◆ Task prompt ◆
Take the line containing "Label each instance of the distant" through the last line of the data and retype those lines exactly. Pictures do not belong in the copy.

◆ Input data ◆

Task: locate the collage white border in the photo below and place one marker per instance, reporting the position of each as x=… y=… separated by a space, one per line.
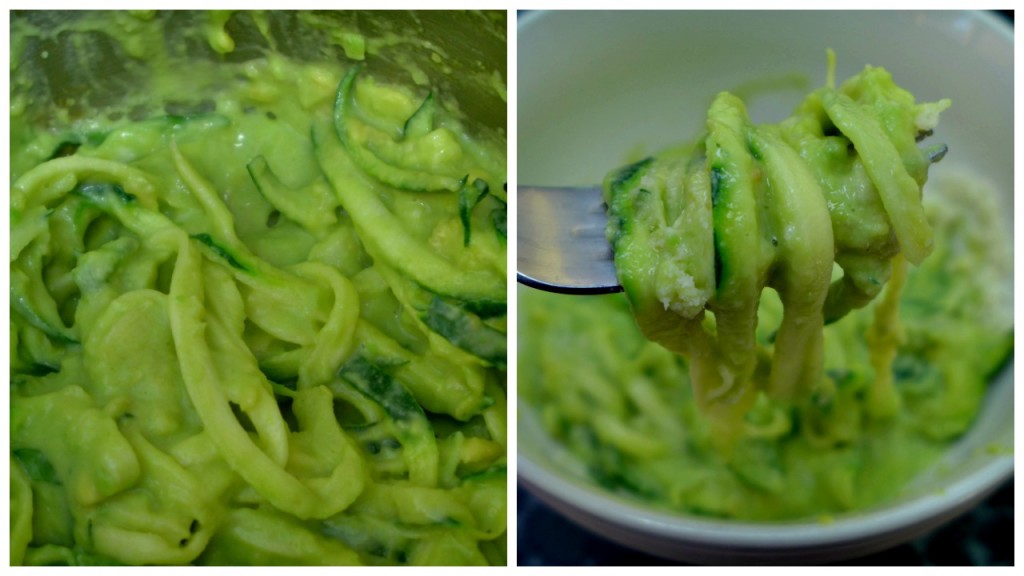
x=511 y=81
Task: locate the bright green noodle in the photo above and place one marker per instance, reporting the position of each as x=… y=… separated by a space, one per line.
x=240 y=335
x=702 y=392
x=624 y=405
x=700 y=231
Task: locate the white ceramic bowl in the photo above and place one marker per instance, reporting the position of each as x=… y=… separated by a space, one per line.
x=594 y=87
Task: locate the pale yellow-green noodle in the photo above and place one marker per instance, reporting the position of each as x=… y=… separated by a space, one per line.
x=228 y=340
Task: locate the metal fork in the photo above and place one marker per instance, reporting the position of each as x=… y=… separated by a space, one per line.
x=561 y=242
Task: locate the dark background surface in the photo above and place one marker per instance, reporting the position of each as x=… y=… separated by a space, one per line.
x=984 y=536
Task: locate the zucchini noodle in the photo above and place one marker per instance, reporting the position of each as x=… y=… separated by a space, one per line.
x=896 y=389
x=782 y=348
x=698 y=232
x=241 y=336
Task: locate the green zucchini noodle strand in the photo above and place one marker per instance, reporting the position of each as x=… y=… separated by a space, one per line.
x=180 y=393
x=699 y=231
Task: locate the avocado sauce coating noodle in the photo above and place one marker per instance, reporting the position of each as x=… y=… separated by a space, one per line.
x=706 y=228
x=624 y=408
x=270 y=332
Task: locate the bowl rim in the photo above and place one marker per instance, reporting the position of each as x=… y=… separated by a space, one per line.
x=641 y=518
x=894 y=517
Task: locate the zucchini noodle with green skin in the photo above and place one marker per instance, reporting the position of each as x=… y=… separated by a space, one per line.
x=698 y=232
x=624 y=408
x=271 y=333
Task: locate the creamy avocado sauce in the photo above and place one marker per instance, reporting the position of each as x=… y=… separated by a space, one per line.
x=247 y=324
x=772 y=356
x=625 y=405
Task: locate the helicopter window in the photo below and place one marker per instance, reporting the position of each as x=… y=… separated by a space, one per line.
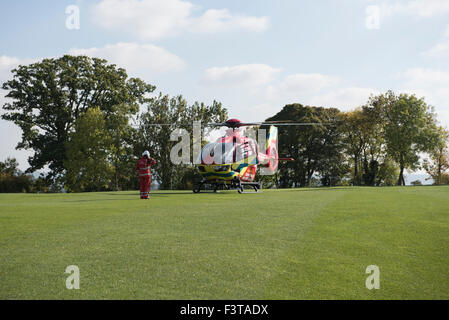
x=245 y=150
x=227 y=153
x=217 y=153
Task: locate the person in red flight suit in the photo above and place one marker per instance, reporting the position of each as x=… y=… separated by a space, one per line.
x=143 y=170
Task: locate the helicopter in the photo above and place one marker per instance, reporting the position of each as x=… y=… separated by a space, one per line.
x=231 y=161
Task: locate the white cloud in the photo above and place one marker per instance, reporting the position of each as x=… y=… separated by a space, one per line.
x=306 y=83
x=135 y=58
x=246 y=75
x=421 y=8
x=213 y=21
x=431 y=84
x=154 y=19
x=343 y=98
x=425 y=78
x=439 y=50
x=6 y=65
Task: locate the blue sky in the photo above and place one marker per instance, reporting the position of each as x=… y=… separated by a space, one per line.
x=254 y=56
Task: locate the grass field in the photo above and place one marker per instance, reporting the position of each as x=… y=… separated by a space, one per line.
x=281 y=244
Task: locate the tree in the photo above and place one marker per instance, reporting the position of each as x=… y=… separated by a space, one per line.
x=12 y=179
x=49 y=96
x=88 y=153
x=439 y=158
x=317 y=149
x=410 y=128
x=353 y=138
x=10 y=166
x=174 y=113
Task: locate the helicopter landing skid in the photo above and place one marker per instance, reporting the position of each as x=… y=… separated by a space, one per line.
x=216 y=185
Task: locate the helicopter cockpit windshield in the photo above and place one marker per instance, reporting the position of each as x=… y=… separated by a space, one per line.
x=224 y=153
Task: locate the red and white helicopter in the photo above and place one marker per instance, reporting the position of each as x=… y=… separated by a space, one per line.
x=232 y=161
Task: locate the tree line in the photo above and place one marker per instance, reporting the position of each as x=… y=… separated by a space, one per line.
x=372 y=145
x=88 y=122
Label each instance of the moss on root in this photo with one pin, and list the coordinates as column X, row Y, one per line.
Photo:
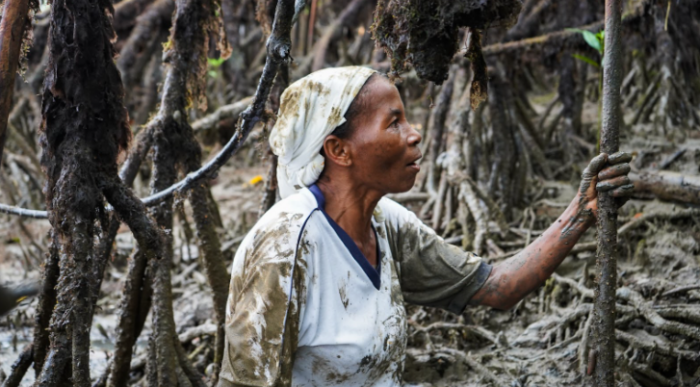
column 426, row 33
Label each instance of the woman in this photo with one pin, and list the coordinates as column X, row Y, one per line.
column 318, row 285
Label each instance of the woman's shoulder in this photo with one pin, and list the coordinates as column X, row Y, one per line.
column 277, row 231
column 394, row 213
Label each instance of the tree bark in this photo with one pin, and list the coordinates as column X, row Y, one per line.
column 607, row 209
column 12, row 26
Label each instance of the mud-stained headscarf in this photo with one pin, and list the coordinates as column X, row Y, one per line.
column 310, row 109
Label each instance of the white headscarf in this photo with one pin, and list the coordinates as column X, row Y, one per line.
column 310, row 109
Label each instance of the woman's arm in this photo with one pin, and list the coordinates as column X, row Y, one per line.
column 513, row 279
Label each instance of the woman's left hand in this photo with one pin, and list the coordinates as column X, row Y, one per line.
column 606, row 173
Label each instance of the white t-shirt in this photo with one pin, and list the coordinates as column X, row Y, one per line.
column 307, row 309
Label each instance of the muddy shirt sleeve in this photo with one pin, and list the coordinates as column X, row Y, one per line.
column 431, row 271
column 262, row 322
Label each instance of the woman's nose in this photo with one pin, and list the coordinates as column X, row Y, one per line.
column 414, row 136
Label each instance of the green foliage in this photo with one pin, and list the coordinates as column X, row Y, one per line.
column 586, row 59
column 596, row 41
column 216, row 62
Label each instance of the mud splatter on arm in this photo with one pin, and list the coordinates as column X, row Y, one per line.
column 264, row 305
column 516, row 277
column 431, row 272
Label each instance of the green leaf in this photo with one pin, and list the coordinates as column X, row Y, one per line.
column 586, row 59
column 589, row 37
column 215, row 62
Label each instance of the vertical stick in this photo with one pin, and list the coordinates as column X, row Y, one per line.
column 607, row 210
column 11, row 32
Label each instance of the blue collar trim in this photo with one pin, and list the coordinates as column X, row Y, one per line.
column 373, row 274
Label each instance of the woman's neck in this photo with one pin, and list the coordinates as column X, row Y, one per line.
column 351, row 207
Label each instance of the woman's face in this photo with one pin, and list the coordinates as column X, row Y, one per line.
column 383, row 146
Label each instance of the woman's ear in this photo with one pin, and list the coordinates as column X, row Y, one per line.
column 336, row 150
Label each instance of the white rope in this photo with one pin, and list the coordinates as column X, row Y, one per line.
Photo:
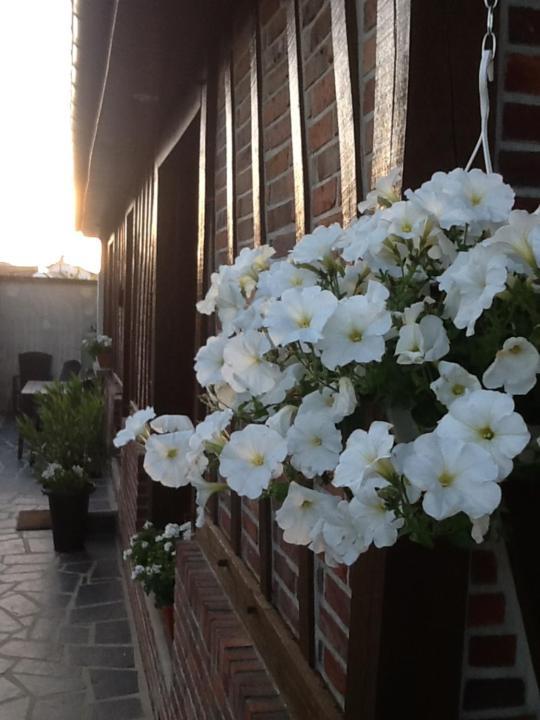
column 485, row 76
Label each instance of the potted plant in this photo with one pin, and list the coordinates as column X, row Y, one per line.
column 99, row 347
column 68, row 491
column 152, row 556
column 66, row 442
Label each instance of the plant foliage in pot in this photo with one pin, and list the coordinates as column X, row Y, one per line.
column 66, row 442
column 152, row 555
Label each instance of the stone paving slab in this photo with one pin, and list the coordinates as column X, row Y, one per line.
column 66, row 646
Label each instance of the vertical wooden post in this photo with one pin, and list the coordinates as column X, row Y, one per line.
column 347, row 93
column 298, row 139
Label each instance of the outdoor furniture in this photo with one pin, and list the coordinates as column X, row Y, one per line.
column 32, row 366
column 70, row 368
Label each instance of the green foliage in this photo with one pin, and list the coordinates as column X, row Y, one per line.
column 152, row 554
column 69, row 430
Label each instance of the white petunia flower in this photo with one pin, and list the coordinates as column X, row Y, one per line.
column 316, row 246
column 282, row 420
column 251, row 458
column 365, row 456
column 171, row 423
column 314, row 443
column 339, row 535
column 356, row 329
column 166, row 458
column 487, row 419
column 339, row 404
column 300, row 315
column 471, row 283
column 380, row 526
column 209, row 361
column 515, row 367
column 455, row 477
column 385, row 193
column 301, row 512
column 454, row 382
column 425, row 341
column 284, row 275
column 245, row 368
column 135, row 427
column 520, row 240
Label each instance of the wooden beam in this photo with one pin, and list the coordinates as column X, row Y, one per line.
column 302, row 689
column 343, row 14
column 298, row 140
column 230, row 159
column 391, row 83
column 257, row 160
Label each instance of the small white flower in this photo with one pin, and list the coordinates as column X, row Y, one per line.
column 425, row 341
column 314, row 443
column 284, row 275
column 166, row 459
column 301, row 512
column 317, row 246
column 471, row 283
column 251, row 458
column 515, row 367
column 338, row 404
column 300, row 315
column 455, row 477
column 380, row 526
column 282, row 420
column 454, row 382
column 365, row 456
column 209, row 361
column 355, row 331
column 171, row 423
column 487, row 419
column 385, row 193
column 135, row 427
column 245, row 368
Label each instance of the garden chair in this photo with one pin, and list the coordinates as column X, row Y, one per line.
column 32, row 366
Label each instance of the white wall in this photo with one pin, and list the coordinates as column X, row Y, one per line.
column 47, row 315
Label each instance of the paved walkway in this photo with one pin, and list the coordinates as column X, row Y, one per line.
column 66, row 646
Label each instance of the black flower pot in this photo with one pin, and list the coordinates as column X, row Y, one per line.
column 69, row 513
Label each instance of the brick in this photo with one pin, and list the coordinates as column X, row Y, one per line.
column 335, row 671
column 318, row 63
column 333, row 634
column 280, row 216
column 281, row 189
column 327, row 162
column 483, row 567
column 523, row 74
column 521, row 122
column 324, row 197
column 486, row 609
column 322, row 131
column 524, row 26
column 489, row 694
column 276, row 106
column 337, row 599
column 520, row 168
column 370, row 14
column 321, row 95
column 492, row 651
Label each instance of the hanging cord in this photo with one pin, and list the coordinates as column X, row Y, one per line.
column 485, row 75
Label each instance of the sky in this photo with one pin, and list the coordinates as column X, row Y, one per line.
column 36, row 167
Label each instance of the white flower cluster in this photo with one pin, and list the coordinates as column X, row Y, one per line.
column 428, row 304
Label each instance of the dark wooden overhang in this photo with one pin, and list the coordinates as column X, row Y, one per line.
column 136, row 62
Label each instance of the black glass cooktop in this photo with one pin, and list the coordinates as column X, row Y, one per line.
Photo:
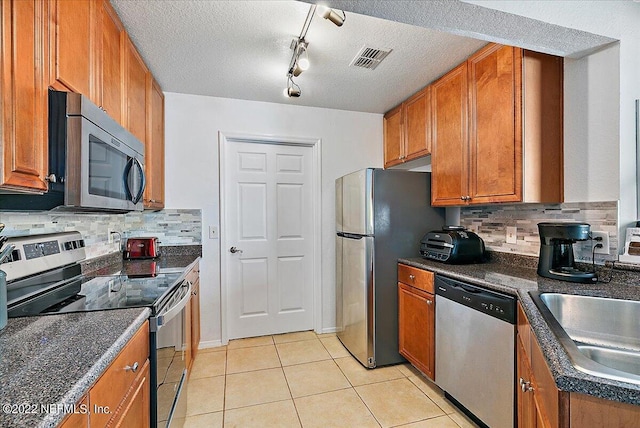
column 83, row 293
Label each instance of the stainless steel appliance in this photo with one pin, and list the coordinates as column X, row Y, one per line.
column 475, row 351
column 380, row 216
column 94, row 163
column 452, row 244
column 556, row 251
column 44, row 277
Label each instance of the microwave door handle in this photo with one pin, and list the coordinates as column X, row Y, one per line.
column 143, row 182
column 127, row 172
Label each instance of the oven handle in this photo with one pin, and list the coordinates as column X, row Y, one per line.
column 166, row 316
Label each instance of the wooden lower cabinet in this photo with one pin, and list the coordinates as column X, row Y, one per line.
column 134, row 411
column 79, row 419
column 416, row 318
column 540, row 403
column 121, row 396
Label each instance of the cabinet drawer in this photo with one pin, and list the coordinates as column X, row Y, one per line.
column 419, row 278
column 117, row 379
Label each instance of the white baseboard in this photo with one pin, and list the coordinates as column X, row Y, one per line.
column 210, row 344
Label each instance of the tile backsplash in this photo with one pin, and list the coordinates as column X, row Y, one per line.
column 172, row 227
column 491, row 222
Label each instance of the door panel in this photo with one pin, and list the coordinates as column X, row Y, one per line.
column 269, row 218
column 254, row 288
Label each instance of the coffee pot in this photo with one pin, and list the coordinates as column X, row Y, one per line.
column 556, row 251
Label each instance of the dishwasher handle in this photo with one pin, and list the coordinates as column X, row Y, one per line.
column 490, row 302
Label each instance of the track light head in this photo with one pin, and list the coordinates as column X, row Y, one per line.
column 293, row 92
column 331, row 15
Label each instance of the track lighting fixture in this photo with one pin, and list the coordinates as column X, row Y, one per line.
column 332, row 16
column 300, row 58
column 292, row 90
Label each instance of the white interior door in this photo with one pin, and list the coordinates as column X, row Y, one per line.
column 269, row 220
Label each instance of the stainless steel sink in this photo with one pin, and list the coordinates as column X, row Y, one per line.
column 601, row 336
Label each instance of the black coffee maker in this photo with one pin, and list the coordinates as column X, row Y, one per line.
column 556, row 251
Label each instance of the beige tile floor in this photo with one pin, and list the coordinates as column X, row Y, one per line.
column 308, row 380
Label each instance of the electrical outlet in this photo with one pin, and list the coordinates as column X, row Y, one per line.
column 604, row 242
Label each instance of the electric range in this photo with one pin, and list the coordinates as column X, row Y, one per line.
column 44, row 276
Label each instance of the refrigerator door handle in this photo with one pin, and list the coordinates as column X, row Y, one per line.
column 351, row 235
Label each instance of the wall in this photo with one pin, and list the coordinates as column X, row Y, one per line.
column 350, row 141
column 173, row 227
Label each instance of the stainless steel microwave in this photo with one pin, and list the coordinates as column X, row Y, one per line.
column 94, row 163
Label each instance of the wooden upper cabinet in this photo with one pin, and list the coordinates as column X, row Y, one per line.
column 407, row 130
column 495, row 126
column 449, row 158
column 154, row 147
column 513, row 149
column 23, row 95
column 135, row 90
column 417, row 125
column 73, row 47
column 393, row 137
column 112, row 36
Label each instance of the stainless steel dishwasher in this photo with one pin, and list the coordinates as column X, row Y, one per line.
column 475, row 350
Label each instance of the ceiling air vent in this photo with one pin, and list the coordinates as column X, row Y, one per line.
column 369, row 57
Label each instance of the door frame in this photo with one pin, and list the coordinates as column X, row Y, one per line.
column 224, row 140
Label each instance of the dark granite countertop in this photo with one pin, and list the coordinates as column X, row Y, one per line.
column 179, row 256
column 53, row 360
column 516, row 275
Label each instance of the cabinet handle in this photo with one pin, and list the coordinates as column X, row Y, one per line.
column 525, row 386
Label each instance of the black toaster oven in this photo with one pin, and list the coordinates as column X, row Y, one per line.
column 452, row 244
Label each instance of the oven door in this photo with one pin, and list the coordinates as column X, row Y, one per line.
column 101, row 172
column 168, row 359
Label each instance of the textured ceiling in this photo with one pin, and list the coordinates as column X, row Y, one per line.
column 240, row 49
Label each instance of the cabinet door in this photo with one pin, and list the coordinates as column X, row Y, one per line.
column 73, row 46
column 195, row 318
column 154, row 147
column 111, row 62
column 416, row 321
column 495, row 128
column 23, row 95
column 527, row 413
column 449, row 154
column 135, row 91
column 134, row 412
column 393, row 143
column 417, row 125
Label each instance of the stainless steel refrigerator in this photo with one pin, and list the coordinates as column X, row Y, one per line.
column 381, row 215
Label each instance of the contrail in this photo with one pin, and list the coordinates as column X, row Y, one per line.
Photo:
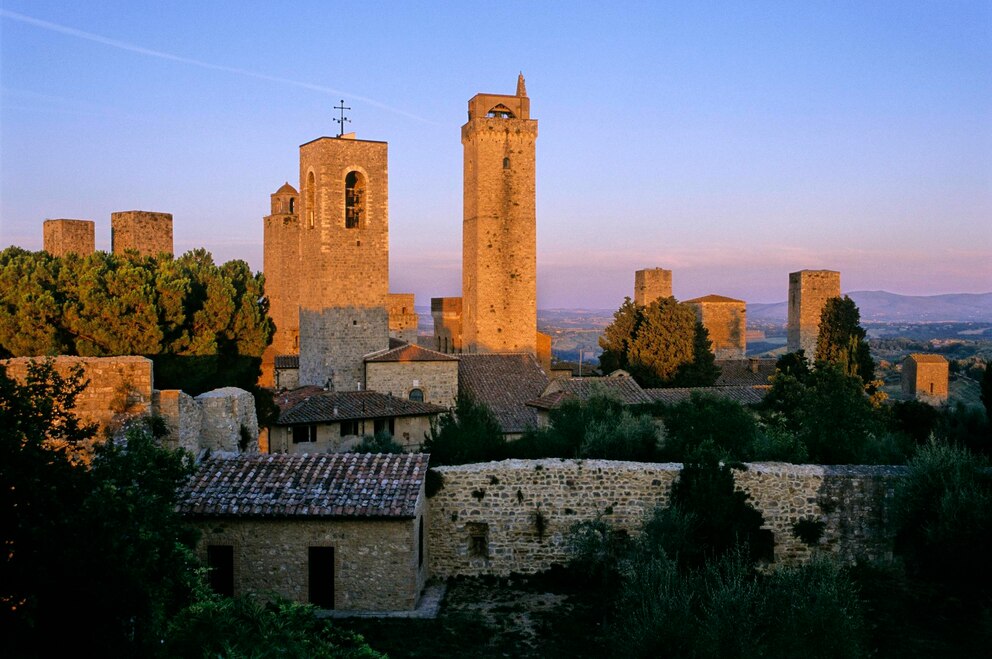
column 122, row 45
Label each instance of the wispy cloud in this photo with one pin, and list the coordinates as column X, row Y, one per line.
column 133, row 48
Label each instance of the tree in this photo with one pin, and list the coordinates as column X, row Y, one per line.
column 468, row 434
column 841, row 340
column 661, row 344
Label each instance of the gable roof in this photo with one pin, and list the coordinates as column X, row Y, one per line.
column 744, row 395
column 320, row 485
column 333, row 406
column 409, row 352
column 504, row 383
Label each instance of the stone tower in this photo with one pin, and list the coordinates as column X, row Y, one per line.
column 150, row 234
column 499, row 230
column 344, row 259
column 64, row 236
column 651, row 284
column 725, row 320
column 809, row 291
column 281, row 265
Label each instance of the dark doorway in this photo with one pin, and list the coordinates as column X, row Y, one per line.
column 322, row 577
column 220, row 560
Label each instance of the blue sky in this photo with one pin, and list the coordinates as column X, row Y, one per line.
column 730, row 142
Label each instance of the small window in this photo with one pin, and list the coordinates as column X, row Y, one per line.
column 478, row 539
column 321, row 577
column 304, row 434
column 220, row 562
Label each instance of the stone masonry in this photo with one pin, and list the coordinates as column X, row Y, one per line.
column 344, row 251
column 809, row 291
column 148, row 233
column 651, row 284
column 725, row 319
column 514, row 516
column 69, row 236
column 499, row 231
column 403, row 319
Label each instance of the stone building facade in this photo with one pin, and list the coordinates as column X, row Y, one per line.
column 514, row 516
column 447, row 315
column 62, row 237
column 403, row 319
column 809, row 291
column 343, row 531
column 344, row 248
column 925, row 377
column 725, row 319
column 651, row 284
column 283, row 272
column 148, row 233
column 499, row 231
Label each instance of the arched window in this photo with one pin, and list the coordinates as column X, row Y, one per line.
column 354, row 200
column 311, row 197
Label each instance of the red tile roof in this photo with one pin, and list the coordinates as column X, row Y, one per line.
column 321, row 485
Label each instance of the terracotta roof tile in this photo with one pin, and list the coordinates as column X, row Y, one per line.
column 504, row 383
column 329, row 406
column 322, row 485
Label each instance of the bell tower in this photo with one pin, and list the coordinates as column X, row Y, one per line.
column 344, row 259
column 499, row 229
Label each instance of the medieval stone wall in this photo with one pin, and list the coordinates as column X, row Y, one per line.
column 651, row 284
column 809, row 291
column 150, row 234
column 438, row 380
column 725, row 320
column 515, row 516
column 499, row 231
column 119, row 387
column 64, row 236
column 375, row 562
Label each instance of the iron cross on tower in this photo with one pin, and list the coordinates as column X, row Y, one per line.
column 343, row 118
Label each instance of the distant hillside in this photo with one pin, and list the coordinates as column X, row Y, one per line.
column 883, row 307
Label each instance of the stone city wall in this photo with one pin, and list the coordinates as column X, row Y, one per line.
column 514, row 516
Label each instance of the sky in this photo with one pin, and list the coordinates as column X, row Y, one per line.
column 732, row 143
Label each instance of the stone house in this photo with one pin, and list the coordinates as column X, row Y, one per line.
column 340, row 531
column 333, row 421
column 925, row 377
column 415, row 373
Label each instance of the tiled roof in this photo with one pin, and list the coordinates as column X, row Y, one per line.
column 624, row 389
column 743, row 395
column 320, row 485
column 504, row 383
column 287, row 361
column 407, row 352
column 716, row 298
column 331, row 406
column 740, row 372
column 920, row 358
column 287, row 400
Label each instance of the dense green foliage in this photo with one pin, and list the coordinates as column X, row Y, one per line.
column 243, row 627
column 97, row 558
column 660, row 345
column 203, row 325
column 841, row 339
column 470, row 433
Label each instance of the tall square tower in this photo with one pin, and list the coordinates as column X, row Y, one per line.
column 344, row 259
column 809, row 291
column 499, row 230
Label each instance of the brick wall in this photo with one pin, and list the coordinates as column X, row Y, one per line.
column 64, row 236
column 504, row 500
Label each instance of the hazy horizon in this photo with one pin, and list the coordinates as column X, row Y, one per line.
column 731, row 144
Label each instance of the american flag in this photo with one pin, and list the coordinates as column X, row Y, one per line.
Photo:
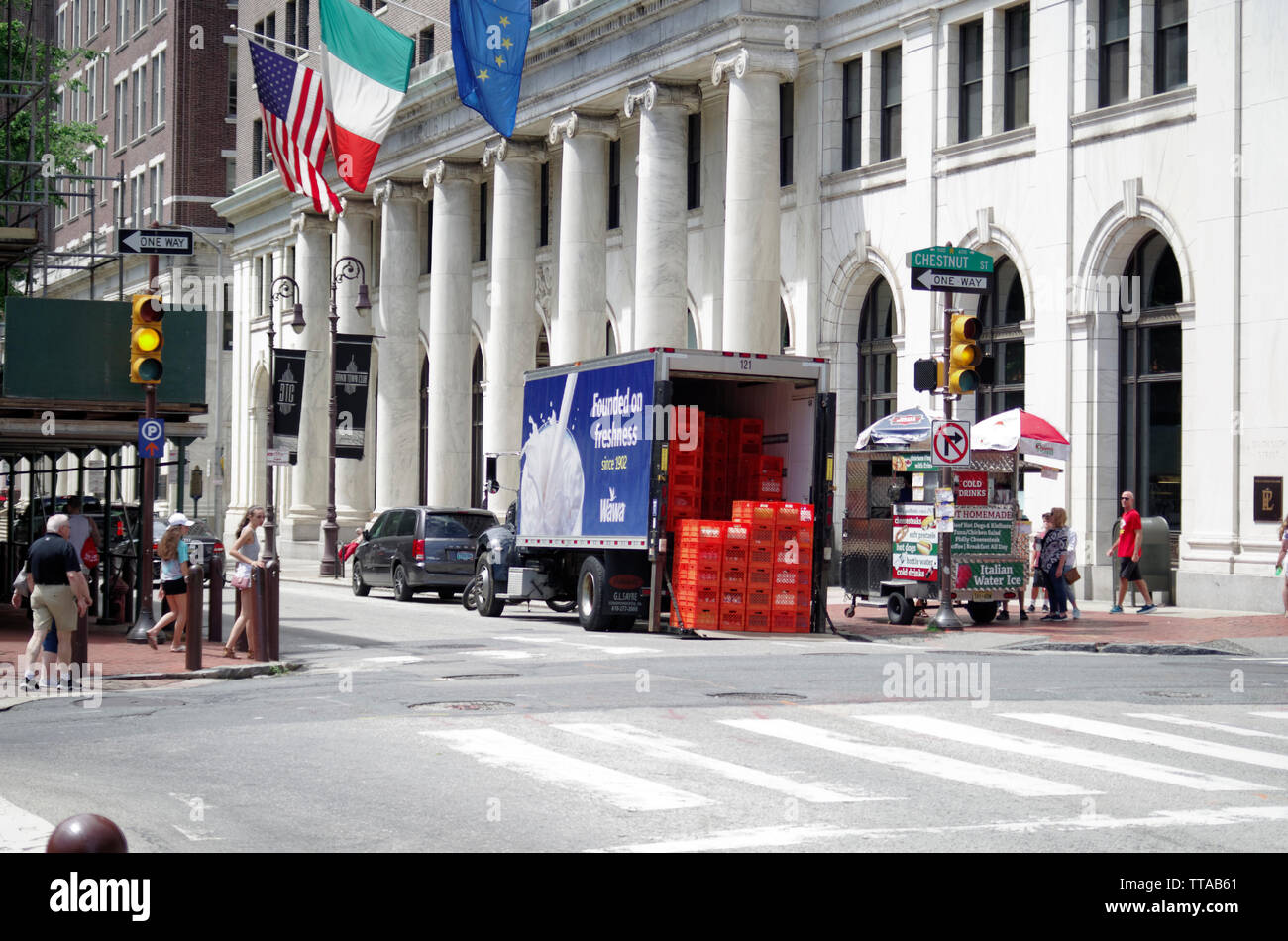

◆ Output for this task ◆
Label each instance of the distant hillside in this photo with one pin, and list the coordinates as column X, row Y, one per line.
column 883, row 307
Label each instance of the stone city wall in this photo with one pin, and list the coordinates as column X, row Y, one per line.
column 514, row 516
Label each instance of the sky in this photo with one pin, and list the coordinates as column X, row Y, one per line.
column 732, row 143
Label each instance of the stone house in this photo with one pin, and list the coordinates as column X, row Y, one per line.
column 340, row 531
column 333, row 421
column 925, row 377
column 415, row 373
Label each instance of the tiled roof in this photo with one pin, and list the coordinates as column X, row Y, one per line.
column 624, row 389
column 743, row 395
column 320, row 485
column 504, row 383
column 287, row 361
column 407, row 352
column 716, row 298
column 331, row 406
column 740, row 372
column 920, row 358
column 287, row 400
Label each instance of the dense green foliage in this photo with one pin, and list the coordinates as column X, row Y, one per line.
column 243, row 627
column 97, row 558
column 660, row 345
column 203, row 325
column 841, row 339
column 470, row 433
Label each instance of the tall square tower in this photo with one pin, and list the coordinates as column X, row Y, one per line.
column 344, row 259
column 809, row 291
column 499, row 230
Label each instance of the brick wall in this photo with one pin, and list the coordinates as column X, row Y, one per line.
column 64, row 236
column 504, row 500
Label each instance of the hazy horizon in this photo with one pin, and list the coordinates as column X, row Y, one per line.
column 731, row 144
Label each instance of the american flag in this photo with one pin, and list the coordinates as column X, row Y, one per line.
Photo:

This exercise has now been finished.